Selected text:
——
Therefore there is no reason for the workers to rush with
revolution. They do not want at all to suffer losses just to hand over
power to petty extremists. It is true that under the circumstances a
poorly organized rebellion is possible, and in the absence of the
conditions I have mentioned it will give power to the same nomenklatura
and petty "leaders."

2. Is there a required level of workers' organization so that
they can establish their power with the minimum of losses? There is no
such organization. And those existing "communist" parties are divided
and mostly just denounce one another. Some demonstrate their
revolutionism, others--their realism.

True, the bourgeoisie itself openly provokes the working people
to revolutionary actions by blatantly looting the people's property and
by violating the elementary rights of common people. But the very same
bourgeoisie takes its measures as well. It takes good notice of the
experience of the Western bosses. It has learned to discourage, to
disorient, to disorganize the workers. Do we have a good
counter-propaganda, irrefutable strategies, realistic plans, etc.?
Given the unification of all left forces it would be possible to develop
all that. But unity is what we do not have. I.e. all the objective
factors are here. It is the subjective factor that is lacking. The
majority does not have an understanding what kind of workers' power is
possible today and exactly what concrete forms it could take under the
existing conditions. Which party can boast today that it has a real
dialogue with the working class on these issues and that they will soon
reach an agreement on them?
——
Tasks to perform:
1) In the passage on workers' revolution, write out the stretch from "True, the bourgeoisie" through "realistic plans, etc.?" again, swapping "bourgeoisie" for "ruling class".
2) Carry on the passage on workers' revolution, starting after its last sentence.
——
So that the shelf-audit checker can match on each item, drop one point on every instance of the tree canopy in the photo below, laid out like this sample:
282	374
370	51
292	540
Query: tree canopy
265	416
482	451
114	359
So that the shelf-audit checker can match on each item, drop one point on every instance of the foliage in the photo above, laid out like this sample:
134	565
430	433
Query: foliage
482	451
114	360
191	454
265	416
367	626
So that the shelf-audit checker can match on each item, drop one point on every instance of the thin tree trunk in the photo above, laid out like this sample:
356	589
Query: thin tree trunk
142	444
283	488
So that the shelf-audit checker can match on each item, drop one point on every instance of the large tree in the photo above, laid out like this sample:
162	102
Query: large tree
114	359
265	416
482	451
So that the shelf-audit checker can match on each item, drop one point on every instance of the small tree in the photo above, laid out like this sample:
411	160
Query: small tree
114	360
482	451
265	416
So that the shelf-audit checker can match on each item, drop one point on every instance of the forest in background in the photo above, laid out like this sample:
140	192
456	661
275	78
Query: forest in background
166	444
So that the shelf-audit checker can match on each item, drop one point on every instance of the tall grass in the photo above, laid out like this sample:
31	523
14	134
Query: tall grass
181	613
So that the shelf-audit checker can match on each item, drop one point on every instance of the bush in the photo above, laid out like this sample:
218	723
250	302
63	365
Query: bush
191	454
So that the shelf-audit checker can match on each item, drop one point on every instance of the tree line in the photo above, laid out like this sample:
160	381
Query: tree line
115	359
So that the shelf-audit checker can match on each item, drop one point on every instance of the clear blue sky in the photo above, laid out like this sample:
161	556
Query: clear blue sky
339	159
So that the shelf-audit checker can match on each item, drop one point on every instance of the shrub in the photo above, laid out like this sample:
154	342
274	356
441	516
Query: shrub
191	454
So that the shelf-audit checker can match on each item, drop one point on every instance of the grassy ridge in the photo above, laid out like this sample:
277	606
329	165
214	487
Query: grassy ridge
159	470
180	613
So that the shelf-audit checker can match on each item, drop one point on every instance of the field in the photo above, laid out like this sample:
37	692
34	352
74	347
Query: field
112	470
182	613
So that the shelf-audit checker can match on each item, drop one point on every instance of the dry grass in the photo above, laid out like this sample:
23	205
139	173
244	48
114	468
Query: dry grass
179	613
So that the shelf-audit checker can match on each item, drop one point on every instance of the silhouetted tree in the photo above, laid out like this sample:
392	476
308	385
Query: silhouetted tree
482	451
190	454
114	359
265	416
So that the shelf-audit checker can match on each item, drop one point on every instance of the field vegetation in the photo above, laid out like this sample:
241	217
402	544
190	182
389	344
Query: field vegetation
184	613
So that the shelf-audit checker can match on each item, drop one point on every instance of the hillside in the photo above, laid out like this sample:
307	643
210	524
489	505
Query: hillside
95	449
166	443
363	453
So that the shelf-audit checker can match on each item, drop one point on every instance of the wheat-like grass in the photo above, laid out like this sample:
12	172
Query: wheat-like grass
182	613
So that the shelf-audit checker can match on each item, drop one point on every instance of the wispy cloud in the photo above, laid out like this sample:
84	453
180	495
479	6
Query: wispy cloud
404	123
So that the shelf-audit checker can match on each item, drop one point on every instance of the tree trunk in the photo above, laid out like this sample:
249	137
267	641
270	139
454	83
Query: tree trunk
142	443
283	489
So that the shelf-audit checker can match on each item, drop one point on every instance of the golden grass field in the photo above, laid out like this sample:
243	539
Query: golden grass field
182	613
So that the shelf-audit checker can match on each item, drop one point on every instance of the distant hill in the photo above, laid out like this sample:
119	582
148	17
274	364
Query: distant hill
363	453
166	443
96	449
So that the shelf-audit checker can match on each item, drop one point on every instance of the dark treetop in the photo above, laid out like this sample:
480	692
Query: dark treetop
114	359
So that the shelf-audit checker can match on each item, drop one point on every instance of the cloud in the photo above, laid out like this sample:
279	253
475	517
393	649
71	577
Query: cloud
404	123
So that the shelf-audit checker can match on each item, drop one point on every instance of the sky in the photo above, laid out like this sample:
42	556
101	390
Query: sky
——
Answer list:
1)
True, the ruling class itself openly provokes the working people
to revolutionary actions by blatantly looting the people's property and
by violating the elementary rights of common people. But the very same
ruling class takes its measures as well. It takes good notice of the
experience of the Western bosses. It has learned to discourage, to
disorient, to disorganize the workers. Do we have a good
counter-propaganda, irrefutable strategies, realistic plans, etc.?

2)
And finally, let's say the revolution has taken place and the
workers' leaders have occupied the positions of power. The first
problem that will have to be solved the next day is the formation of new
legislative and executive organs. It is obvious that in this situation
the "gentlemen" and the bureaucrats will quickly become red again, will
prove their "revolutionary past," and will again become the heads of all
offices because in the heads of the workers there remains the same old
understanding of how the workers' power is organized. Yet, by itself
revolution does not solve all the problems that come after it. Do the
workers have sufficient knowledge or any experience in self-organizing
needed in order to prevent such outcome? After all, the workers will
have to realize in practice not some absolute idea but to use the
accumulated experience. What if a new civil war is provoked between
different interpreters of socialism? Precisely because of this it is
absolutely necessary in our conditions to use bourgeois democracy for
"rehearsal," to participate in elections in order to clarify political
positions and to organize around the most radical programs. After all,
one has to think of informing the majority about one's goals. To create
today an organization encompassing the majority is possible only by
taking into serious consideration the existing conditions. A
well-organized majority can take power in its hands and to prevent
bloodshed. Don't we no longer believe in the power of the people and
the working class in general? Only under this conditions the working
class will be able to find answers how to prevent the bureaucratization
and embourgeoisement of power.
The super-revolutionary solicitors of the immediate armed
uprising in the absence of real conditions for it are just trying to get
the leaders' seats for themselves and to teach socialism to workers.
But this stage has already passed and will not repeat. Consciously or
not, the very "revolutionary" comrades would like to use a poorly
organized riot and the political illiteracy of the workers for grabbing
power for themselves since they believe that no one is more intelligent
than they are.
The same intentions drive another part of the "communists" to
participate in elections just to get ministerial posts. The workers
cannot accept either of these extremes. No doubt, we have to be ready
for any turn of events, and organizers are absolutely necessary.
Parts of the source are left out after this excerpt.